▸ WHAT YOU WILL DO
Transcribe the line holding "Target: house window" together with every line after it, through the end of the records, exactly and with no pictures.

[GIVEN RECORDS — start]

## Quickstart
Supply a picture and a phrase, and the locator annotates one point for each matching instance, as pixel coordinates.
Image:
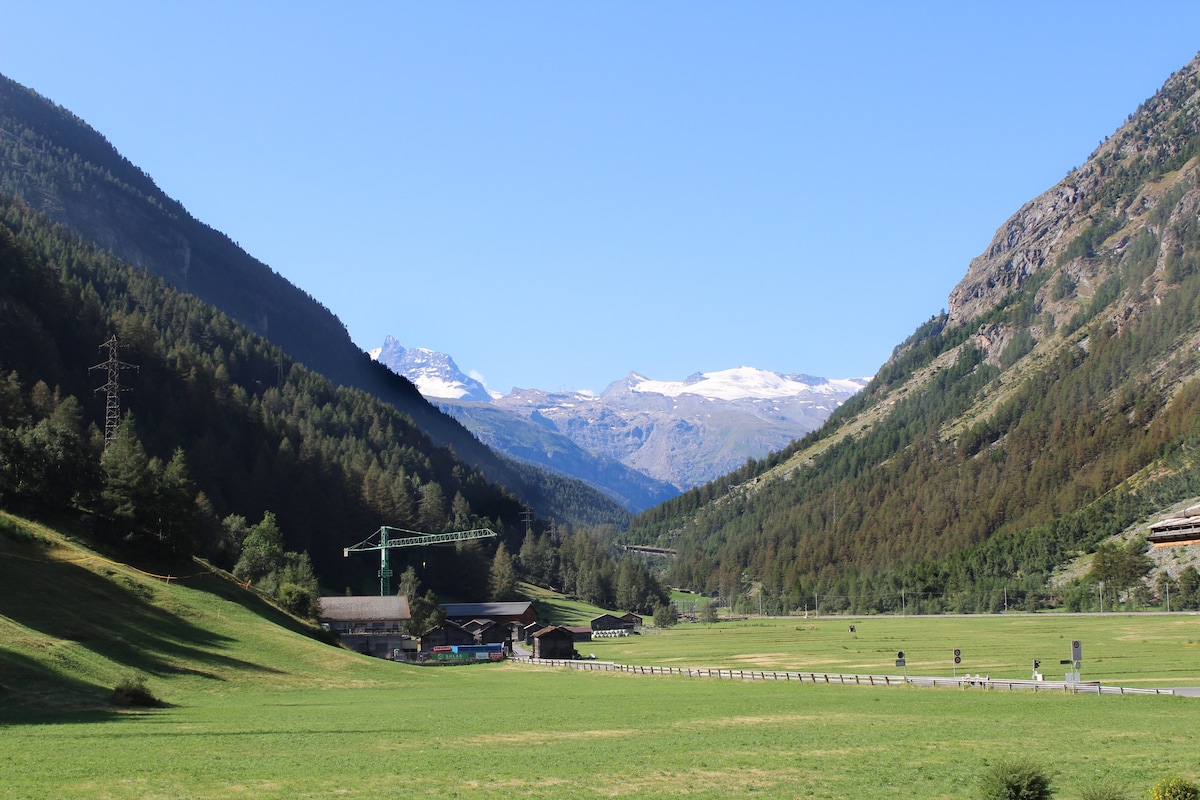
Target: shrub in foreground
(1014, 780)
(1103, 792)
(1175, 788)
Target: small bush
(1015, 780)
(1103, 792)
(1175, 788)
(132, 691)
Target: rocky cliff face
(1093, 198)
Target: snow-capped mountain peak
(741, 383)
(433, 373)
(678, 432)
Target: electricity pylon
(113, 389)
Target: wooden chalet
(367, 624)
(521, 613)
(1180, 528)
(553, 642)
(447, 636)
(610, 623)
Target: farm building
(491, 632)
(447, 635)
(553, 642)
(514, 612)
(366, 624)
(529, 630)
(1180, 528)
(607, 623)
(580, 632)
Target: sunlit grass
(258, 709)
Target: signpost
(1077, 659)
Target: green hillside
(75, 624)
(256, 707)
(55, 164)
(1054, 404)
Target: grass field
(261, 710)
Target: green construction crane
(415, 540)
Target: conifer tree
(502, 581)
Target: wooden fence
(966, 681)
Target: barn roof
(365, 608)
(553, 630)
(474, 611)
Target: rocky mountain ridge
(677, 433)
(1054, 405)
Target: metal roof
(365, 608)
(474, 611)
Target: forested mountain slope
(59, 166)
(1054, 404)
(220, 423)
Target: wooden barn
(555, 642)
(607, 623)
(521, 613)
(447, 636)
(366, 624)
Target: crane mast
(415, 539)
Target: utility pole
(112, 389)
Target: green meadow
(259, 708)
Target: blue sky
(558, 193)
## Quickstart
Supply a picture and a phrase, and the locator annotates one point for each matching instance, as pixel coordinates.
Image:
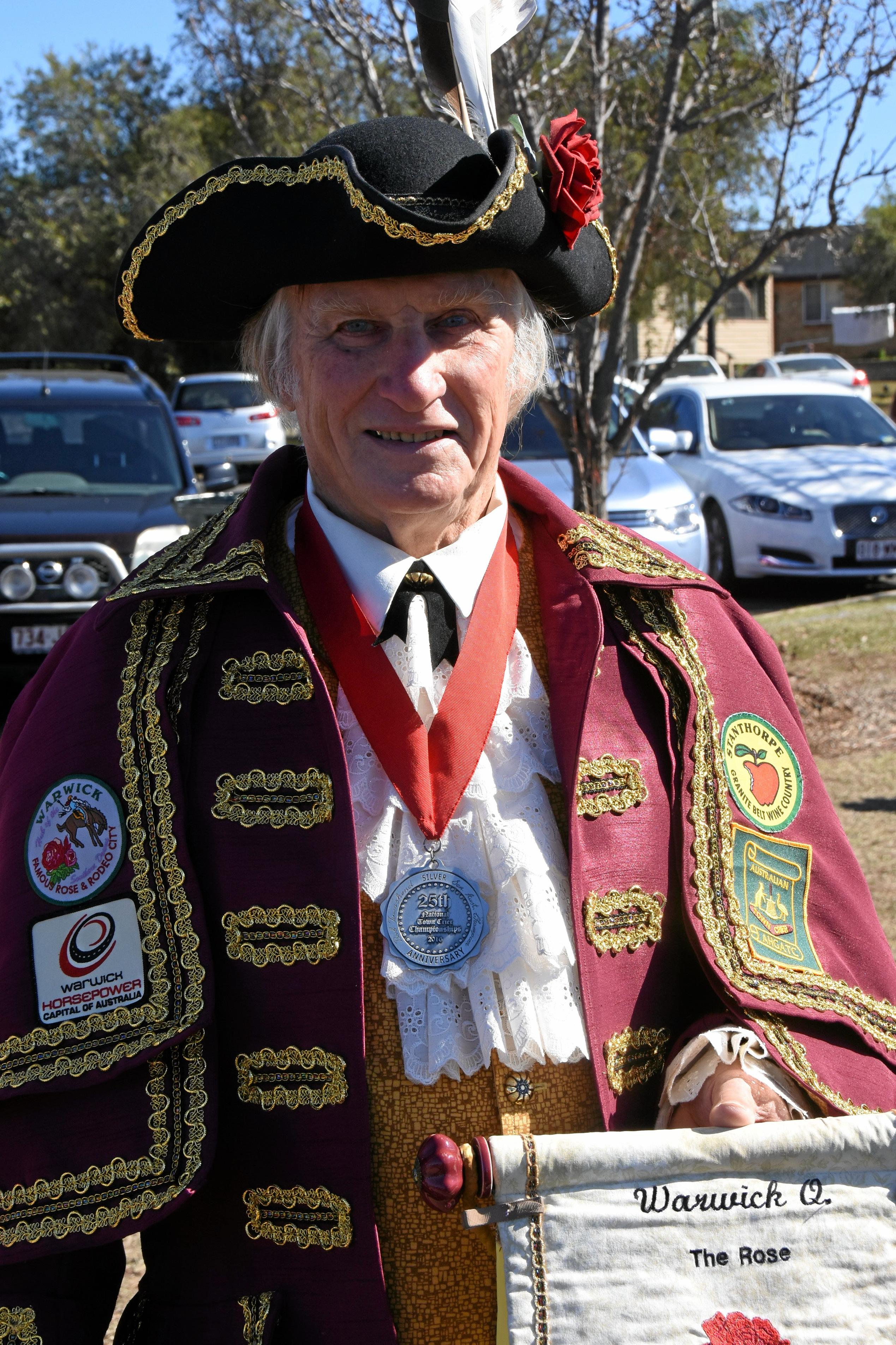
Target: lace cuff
(728, 1045)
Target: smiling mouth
(423, 438)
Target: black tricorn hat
(389, 197)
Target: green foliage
(872, 264)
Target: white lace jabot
(520, 996)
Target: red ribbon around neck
(430, 770)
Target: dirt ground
(840, 659)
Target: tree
(872, 259)
(712, 122)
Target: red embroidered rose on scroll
(58, 860)
(574, 171)
(738, 1329)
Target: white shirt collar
(375, 569)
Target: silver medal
(434, 918)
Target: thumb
(734, 1103)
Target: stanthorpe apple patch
(762, 771)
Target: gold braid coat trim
(103, 1196)
(275, 798)
(18, 1324)
(179, 565)
(271, 1208)
(169, 939)
(634, 1056)
(263, 935)
(609, 784)
(319, 170)
(182, 673)
(711, 816)
(623, 919)
(255, 1312)
(603, 546)
(291, 1078)
(267, 679)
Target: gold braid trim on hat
(718, 906)
(318, 170)
(614, 261)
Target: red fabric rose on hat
(738, 1329)
(574, 167)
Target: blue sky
(31, 28)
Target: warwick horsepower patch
(88, 961)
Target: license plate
(35, 639)
(868, 551)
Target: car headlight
(677, 518)
(81, 581)
(153, 540)
(769, 508)
(18, 583)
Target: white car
(687, 366)
(833, 368)
(225, 419)
(645, 494)
(794, 478)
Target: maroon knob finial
(439, 1172)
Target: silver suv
(225, 420)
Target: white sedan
(835, 368)
(227, 424)
(645, 494)
(794, 478)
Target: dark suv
(91, 461)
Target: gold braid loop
(718, 907)
(179, 565)
(319, 170)
(604, 546)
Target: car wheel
(720, 567)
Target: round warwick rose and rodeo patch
(762, 770)
(76, 840)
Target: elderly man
(426, 805)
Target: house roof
(820, 257)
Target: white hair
(267, 346)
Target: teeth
(407, 439)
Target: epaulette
(181, 564)
(604, 546)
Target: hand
(731, 1098)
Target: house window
(820, 296)
(747, 301)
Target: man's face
(403, 391)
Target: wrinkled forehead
(391, 298)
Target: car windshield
(222, 396)
(536, 439)
(788, 421)
(811, 365)
(687, 369)
(86, 451)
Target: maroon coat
(245, 888)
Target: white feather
(479, 28)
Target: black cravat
(441, 614)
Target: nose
(412, 376)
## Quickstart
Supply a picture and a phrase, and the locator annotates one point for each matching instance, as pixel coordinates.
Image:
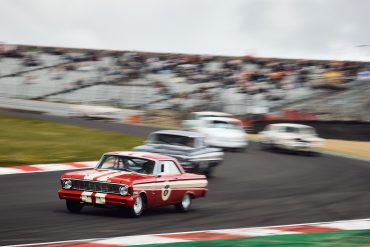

[GIVEN RECORDS — finish]

▸ SOLUTION
Target: house window
(820, 296)
(747, 301)
Target: man's face
(403, 391)
Target: wrinkled forehead
(391, 298)
Target: car windshield
(222, 396)
(536, 439)
(788, 421)
(811, 365)
(687, 369)
(86, 451)
Target: maroon coat
(245, 888)
Target: white feather
(479, 28)
Target: black cravat
(441, 614)
Target: nose
(412, 376)
## Quickstart
Supply a picture and a phrase, and the locator annotates one point for each matching instance, as pixel coordinates.
Image:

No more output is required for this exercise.